# What to produce:
Write out the entries below exactly. End with the line that contains "positive clicks: (143, 87)".

# Dataset content:
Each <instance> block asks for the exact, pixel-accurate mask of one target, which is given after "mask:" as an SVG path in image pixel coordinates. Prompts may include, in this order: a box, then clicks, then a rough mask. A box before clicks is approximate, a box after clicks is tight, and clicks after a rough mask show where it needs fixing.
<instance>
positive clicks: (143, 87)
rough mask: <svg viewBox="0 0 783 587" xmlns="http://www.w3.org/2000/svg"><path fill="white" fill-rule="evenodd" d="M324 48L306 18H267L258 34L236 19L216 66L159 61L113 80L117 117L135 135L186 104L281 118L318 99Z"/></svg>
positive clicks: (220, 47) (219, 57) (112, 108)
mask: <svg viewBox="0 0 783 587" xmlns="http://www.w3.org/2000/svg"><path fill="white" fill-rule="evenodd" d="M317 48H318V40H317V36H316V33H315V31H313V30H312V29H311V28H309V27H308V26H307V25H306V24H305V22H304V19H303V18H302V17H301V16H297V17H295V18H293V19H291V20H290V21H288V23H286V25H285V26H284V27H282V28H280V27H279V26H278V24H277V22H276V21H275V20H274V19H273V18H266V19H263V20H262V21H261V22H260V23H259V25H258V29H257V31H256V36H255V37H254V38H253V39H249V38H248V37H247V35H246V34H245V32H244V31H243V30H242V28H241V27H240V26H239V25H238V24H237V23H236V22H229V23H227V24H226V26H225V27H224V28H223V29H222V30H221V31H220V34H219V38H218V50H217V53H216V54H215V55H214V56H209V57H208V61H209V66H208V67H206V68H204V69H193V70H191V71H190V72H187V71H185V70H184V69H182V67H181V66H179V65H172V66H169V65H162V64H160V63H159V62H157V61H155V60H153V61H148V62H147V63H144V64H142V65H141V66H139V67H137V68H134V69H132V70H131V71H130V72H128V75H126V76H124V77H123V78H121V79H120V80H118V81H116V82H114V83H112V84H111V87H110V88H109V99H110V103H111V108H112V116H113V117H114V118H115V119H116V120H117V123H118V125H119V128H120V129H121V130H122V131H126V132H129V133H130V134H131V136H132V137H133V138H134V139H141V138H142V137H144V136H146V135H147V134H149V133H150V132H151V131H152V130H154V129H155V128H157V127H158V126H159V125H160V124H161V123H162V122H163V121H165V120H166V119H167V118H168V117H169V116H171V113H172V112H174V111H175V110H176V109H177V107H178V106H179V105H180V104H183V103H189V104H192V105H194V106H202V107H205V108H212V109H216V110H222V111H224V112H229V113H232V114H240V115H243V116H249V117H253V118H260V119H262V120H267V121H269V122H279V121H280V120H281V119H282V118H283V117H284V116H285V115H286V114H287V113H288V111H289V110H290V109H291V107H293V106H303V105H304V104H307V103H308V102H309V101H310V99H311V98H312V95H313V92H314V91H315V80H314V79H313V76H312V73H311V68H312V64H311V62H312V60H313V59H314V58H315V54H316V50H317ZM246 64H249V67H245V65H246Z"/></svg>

# Expected output:
Each <instance> block asks for the exact, pixel-accurate mask of one target, which is given after "mask:" as an SVG path in image pixel coordinates. Prompts may include, in this order: a box, then clicks, then a rough mask. A box before clicks is approximate, a box after clicks is tight, and clicks after a rough mask show where it needs fixing.
<instance>
positive clicks: (143, 87)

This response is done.